- **Ziel**
Gib die Liste vom Anfang bis einschließlich der Zeile mit "[313,2,640,363]" noch einmal aus und ersetze darin "Locate" durch "Find", ohne sonst etwas zu ändern. Lass die Bilder in der Antwort weg.
━━━━━ Eingabedaten
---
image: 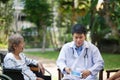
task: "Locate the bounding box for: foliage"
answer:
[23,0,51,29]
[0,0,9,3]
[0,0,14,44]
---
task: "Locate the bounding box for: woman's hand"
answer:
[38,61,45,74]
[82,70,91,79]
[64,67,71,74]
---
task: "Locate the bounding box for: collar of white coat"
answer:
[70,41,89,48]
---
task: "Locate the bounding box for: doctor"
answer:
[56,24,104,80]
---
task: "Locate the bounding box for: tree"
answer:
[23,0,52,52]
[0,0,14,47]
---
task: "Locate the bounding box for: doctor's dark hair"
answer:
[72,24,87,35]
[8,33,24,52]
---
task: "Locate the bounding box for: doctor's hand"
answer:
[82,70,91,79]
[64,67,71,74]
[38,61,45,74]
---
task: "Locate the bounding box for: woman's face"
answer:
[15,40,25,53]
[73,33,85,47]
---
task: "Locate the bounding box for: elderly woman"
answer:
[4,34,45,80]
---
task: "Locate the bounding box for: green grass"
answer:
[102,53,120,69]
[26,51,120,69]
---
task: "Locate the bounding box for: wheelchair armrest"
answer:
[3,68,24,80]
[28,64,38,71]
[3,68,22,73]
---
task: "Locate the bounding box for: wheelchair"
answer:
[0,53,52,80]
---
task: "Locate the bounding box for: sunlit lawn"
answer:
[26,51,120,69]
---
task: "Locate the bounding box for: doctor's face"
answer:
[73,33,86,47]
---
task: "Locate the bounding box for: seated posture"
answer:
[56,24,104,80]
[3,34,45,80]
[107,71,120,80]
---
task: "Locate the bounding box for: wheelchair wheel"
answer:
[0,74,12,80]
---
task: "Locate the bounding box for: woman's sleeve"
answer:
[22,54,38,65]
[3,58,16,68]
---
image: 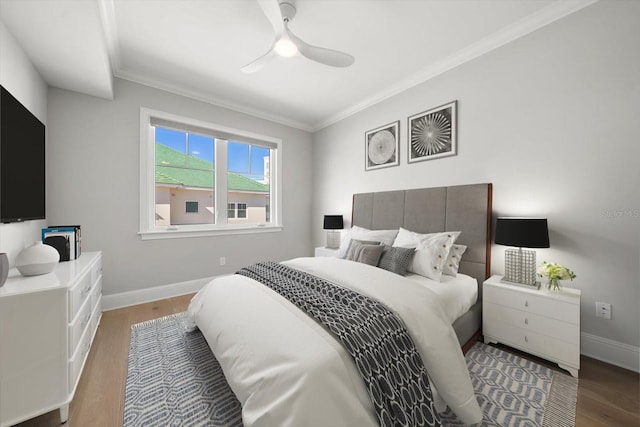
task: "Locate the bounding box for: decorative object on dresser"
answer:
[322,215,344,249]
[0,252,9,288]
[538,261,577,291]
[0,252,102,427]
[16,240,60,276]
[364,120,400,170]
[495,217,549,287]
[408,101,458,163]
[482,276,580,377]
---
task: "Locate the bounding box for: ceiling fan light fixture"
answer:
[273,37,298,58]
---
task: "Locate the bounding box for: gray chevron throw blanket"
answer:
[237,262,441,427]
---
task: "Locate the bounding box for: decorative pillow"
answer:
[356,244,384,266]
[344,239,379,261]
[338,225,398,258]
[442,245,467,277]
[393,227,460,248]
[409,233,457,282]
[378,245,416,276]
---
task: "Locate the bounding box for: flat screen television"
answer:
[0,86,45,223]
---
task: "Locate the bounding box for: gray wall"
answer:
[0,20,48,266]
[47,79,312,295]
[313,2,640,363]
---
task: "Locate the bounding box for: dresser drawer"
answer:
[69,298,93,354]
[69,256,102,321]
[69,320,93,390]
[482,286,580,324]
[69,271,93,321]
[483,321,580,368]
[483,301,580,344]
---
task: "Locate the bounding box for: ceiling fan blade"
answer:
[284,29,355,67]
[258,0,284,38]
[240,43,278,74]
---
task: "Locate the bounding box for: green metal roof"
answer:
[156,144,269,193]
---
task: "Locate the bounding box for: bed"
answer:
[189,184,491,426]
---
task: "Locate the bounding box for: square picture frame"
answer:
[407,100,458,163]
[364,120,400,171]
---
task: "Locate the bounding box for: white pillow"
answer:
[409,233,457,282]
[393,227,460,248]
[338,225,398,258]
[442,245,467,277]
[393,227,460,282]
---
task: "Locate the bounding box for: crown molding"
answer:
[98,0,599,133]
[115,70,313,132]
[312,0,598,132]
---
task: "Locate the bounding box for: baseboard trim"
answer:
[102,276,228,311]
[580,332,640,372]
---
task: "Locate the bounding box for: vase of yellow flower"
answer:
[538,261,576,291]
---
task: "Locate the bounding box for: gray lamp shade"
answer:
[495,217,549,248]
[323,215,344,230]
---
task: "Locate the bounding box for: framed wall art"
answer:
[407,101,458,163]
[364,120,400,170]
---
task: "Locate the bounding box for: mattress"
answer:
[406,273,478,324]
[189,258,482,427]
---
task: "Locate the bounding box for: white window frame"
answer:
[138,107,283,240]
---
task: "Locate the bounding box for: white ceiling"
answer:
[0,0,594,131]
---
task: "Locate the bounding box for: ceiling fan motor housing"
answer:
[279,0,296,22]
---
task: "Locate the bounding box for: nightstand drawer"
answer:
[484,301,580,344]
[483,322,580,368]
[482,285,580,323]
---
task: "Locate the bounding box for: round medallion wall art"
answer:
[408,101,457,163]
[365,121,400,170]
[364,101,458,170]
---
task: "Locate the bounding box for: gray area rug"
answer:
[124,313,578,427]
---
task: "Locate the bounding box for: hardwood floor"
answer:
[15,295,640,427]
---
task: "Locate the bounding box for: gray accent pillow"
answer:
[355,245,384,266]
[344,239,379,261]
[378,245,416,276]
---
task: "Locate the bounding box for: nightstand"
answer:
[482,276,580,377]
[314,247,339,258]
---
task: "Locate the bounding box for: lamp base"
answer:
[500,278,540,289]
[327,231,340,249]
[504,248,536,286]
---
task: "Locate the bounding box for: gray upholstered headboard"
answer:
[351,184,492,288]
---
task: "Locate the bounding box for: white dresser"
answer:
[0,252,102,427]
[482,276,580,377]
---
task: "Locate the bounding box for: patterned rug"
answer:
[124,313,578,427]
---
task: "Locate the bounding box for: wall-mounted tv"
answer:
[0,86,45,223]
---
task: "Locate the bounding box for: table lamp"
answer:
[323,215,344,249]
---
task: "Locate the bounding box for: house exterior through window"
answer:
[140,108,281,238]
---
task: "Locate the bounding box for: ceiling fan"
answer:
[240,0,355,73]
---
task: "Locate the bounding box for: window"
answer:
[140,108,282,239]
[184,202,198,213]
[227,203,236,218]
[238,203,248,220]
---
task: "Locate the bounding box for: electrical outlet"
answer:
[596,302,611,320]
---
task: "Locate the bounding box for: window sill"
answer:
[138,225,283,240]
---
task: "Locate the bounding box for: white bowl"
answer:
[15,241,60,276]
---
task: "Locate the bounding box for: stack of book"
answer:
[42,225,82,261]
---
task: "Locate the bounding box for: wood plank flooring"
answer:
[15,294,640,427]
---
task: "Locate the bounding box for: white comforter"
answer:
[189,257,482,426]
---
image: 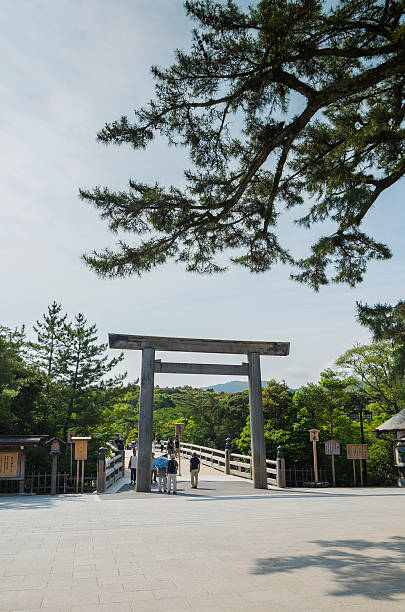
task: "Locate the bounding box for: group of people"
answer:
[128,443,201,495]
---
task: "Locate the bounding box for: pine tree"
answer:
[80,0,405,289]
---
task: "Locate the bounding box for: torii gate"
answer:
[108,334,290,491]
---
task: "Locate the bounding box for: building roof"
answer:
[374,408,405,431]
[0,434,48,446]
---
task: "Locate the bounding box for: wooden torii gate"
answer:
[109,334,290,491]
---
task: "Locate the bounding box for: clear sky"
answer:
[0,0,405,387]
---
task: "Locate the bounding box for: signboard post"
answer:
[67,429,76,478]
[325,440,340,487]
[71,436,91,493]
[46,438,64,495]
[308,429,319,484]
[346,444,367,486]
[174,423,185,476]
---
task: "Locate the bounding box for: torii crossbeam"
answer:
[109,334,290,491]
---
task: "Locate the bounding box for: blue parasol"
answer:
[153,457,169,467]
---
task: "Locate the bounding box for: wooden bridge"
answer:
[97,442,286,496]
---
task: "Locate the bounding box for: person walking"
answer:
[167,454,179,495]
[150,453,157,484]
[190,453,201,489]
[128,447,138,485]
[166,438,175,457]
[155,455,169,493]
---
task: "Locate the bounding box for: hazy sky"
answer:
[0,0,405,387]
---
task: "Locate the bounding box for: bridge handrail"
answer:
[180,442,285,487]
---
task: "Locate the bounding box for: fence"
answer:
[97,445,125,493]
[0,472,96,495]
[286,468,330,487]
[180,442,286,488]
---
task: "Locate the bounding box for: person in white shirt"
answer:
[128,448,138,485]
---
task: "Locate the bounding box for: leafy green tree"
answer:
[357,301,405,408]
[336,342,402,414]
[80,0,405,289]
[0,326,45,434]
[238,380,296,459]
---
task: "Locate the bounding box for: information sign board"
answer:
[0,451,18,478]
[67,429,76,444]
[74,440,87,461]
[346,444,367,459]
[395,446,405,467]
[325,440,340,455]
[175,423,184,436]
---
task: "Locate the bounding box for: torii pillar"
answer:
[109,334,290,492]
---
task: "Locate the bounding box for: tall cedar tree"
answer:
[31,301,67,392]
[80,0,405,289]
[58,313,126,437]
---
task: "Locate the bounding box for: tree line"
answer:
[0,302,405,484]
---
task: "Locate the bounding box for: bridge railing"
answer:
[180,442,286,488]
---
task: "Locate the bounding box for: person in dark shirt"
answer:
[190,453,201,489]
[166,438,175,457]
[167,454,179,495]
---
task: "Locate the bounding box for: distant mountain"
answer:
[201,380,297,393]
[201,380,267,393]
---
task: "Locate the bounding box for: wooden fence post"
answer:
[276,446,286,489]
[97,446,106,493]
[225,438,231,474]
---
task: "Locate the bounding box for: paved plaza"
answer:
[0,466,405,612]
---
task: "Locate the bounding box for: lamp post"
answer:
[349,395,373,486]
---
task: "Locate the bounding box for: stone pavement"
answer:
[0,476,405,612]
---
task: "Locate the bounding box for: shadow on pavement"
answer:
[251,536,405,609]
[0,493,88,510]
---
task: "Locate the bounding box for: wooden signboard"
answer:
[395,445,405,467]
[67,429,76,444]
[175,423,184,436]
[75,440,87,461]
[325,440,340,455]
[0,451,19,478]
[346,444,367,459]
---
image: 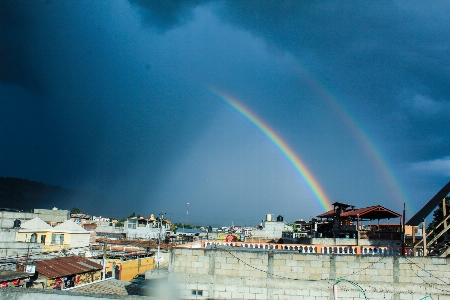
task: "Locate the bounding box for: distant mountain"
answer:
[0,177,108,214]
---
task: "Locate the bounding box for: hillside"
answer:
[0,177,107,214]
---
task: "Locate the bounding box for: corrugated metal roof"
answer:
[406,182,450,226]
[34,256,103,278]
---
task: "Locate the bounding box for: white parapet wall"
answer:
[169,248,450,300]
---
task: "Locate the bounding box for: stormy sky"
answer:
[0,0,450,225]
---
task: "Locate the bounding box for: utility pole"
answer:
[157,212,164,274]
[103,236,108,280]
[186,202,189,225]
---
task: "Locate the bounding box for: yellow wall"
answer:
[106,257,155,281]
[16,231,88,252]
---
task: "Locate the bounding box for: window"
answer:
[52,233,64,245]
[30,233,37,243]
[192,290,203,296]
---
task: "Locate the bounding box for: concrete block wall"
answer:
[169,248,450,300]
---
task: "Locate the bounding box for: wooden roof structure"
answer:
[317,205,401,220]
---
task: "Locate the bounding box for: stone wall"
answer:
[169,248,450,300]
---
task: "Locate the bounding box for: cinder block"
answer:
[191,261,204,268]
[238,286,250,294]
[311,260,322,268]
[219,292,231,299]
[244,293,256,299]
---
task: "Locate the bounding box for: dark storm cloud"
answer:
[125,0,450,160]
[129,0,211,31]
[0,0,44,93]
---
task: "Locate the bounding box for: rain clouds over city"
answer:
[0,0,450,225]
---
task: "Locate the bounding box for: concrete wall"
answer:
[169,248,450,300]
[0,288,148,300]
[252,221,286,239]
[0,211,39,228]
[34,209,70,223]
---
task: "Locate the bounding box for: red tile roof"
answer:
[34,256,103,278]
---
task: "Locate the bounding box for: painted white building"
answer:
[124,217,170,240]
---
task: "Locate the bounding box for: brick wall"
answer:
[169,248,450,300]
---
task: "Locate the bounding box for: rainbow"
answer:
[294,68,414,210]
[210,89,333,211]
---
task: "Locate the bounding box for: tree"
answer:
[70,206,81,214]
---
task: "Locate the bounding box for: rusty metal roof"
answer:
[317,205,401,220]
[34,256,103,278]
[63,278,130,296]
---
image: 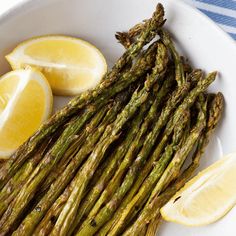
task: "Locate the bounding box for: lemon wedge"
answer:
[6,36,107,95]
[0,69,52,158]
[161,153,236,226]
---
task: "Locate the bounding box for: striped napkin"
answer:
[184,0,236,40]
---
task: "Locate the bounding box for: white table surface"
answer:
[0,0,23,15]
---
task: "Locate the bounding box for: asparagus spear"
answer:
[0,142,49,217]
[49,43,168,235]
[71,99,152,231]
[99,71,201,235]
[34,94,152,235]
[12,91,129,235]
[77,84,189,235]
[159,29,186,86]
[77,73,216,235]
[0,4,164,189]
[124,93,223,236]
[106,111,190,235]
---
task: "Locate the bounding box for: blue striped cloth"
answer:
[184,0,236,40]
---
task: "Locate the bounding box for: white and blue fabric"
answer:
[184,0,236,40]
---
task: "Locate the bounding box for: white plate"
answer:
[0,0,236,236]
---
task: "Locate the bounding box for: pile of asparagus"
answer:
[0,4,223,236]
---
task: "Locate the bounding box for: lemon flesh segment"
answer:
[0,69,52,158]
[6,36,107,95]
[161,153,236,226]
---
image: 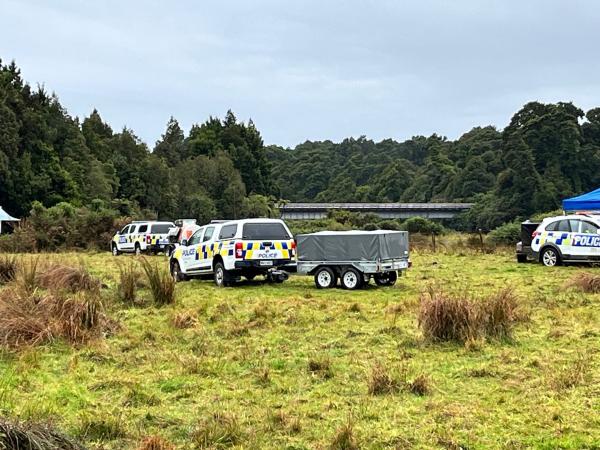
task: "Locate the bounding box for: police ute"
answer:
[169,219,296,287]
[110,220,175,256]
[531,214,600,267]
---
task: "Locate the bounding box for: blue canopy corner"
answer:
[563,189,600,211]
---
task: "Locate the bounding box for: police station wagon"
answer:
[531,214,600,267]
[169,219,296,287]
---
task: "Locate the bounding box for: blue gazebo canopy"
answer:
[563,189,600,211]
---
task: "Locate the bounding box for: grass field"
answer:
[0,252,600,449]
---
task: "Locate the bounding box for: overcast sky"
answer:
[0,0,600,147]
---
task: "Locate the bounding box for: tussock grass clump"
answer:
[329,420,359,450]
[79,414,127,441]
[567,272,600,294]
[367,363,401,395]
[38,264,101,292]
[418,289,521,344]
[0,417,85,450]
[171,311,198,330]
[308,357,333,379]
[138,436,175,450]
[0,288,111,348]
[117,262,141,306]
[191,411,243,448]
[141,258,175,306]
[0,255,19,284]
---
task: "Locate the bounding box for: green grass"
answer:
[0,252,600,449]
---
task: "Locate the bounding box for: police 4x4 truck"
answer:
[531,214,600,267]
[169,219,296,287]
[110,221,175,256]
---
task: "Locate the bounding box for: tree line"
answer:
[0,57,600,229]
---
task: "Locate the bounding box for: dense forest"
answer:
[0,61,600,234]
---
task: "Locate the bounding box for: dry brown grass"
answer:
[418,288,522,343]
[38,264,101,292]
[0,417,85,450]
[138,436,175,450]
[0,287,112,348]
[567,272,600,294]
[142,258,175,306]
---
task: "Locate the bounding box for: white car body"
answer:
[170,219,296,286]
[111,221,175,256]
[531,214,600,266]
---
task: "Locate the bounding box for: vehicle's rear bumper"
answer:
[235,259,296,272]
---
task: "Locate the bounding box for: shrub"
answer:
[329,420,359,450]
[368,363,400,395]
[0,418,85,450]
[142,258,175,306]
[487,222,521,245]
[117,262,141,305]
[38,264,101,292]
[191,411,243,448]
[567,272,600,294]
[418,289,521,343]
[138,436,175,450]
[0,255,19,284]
━━━━━━━━━━
- **Ergebnis**
---
image: 
task: "Find the bounding box for: foliage"
answer:
[23,0,51,29]
[0,0,9,3]
[0,0,14,44]
---
task: "Find the bounding box for: woman's hand"
answer:
[38,61,45,74]
[82,70,91,79]
[64,67,71,74]
---
task: "Find the bounding box for: collar of white coat"
answer:
[70,41,89,48]
---
task: "Find the bounding box for: doctor"
answer:
[56,24,104,80]
---
task: "Find the bounding box for: tree"
answer:
[23,0,52,52]
[0,0,14,47]
---
task: "Find the bounding box for: doctor's dark hair"
answer:
[72,24,87,35]
[8,33,24,52]
---
task: "Find the bounding box for: doctor's hand"
answer:
[82,70,91,79]
[64,67,71,74]
[38,61,45,74]
---
task: "Find the bounding box for: woman's face"
answer:
[15,40,25,53]
[73,33,85,47]
---
task: "Find the bounding box for: elderly woman"
answer:
[4,34,45,80]
---
task: "Find the bounding box for: green grass"
answer:
[102,53,120,69]
[26,51,120,69]
---
task: "Find the bounding box for: wheelchair armrest"
answer:
[3,68,24,80]
[28,64,38,71]
[3,68,22,73]
---
task: "Find the bounding box for: wheelchair"
answer:
[0,53,52,80]
---
task: "Find the bounding box for: sunlit lawn"
answer:
[26,51,120,69]
---
task: "Find the bounding box for: doctor's face"
answer:
[73,33,86,47]
---
task: "Find the bounding box for: seated posture"
answer:
[56,24,104,80]
[3,34,45,80]
[107,71,120,80]
---
task: "Find the bounding box for: wheelchair wheel"
answer:
[0,74,12,80]
---
task: "Find the bounding box for: woman's sleeve"
answer:
[22,54,38,65]
[3,58,16,68]
---
image: 
task: "Find the bounding box for: decorative object on dresser"
answer:
[322,215,344,249]
[0,252,9,288]
[538,261,577,291]
[0,252,102,427]
[16,240,60,276]
[364,120,400,170]
[495,217,549,287]
[408,101,458,163]
[482,276,580,377]
---
task: "Find the bounding box for: ceiling fan light fixture"
answer:
[273,37,298,58]
---
task: "Find the bounding box for: gray chevron throw blanket"
answer:
[237,262,441,427]
---
task: "Find the bounding box for: decorative pillow"
answer:
[356,244,384,266]
[344,239,379,261]
[338,225,398,258]
[442,245,467,277]
[393,227,460,248]
[409,233,457,282]
[378,245,416,276]
---
task: "Find the bounding box for: flat screen television"
answer:
[0,86,45,223]
---
task: "Find the bounding box for: gray wall"
answer:
[0,20,48,266]
[47,79,312,295]
[313,2,640,363]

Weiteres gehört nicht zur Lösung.